Kutipan Terpilih =
★ ★ ★

Kamis, 27 Agustus 2020

Bumi Berubah Jadi Bola Salju karena Kekurangan Cahaya Matahari

 Bumi pernah mengalami zaman es global setidaknya dua kali 700 juta tahun yang lalu. Ilmuwan memperkirakan peristiwa ini mungkin terjadi karena berkurangnya cahaya matahari dalam jangka waktu yang pendek.
Dalam salah satu event zaman es yang paling ekstrem, es membekukan Bumi dari wilayah kutub dan menjalar hingga daerah di latitude yang lebih rendah.

Bukti dari fenomena pendinginan global seperti ini telah ditemukan di catatan geologi, termasuk event glasiasi di zaman Cryogenian. Ilmuwan mengatakan peristiwa pendinginan global ini melahirkan fenomena yang disebut Snowball Earth atau Bumi bola salju.

Ilmuwan belum mengetahui secara pasti apa yang menyebabkan fenomena seperti ini terjadi. Tapi ilmuwan dari Massachusetts Institute of Technology sudah mendapatkan penjelasan teoritis yang diterbitkan di Proceedings of the Royal Society A.

"Ada banyak ide tentang apa yang menyebabkan glasiasi global ini, tapi mereka semua mengarah pada beberapa modifikasi implisit radiasi matahari yang masuk," kata peneliti ilmu planet dari MIT Constantin Arnscheidt, seperti dikutip detikINET dari Science Alert, Minggu (2/8/2020).

★ ★ ★

Isi Dataset =
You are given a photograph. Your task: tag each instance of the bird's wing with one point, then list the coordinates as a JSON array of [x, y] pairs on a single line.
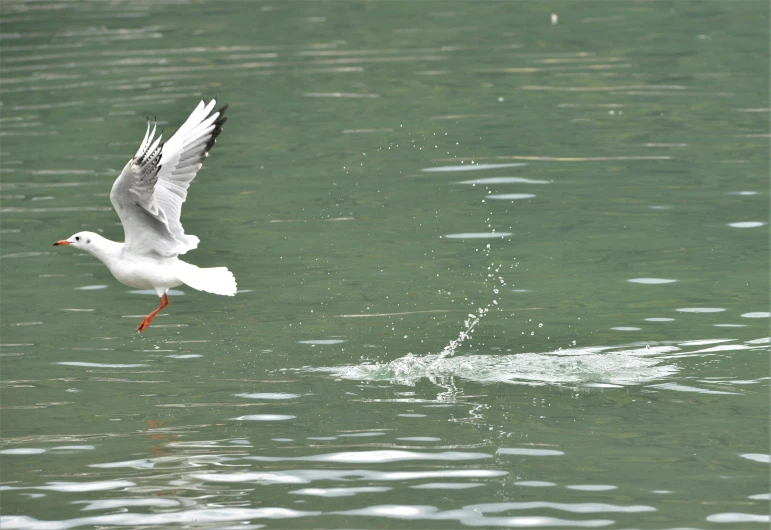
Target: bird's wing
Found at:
[[149, 192]]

★ ★ ★

Kumpulan Tugas =
(a) Jawab pertanyaan berikut berdasarkan artikel tentang Bumi bola salju.
(i) Setidaknya berapa kali Bumi pernah mengalami zaman es global 700 juta tahun yang lalu?
(ii) Di mana penjelasan teoritis dari ilmuwan Massachusetts Institute of Technology diterbitkan?
(iii) Apa bidang penelitian Constantin Arnscheidt?
(b) Perbarui bagian artikel tentang Bumi bola salju yang dimulai dengan "Ilmuwan belum mengetahui" dan berlanjut hingga "Royal Society A.", dengan mengganti "Massachusetts Institute of Technology" menjadi "Institut Teknologi Massachusetts".

Jawaban Tugas =
(a)
(i) Setidaknya dua kali.
(ii) Di Proceedings of the Royal Society A.
(iii) Ilmu planet.

(b)
Ilmuwan belum mengetahui secara pasti apa yang menyebabkan fenomena seperti ini terjadi. Tapi ilmuwan dari Institut Teknologi Massachusetts sudah mendapatkan penjelasan teoritis yang diterbitkan di Proceedings of the Royal Society A.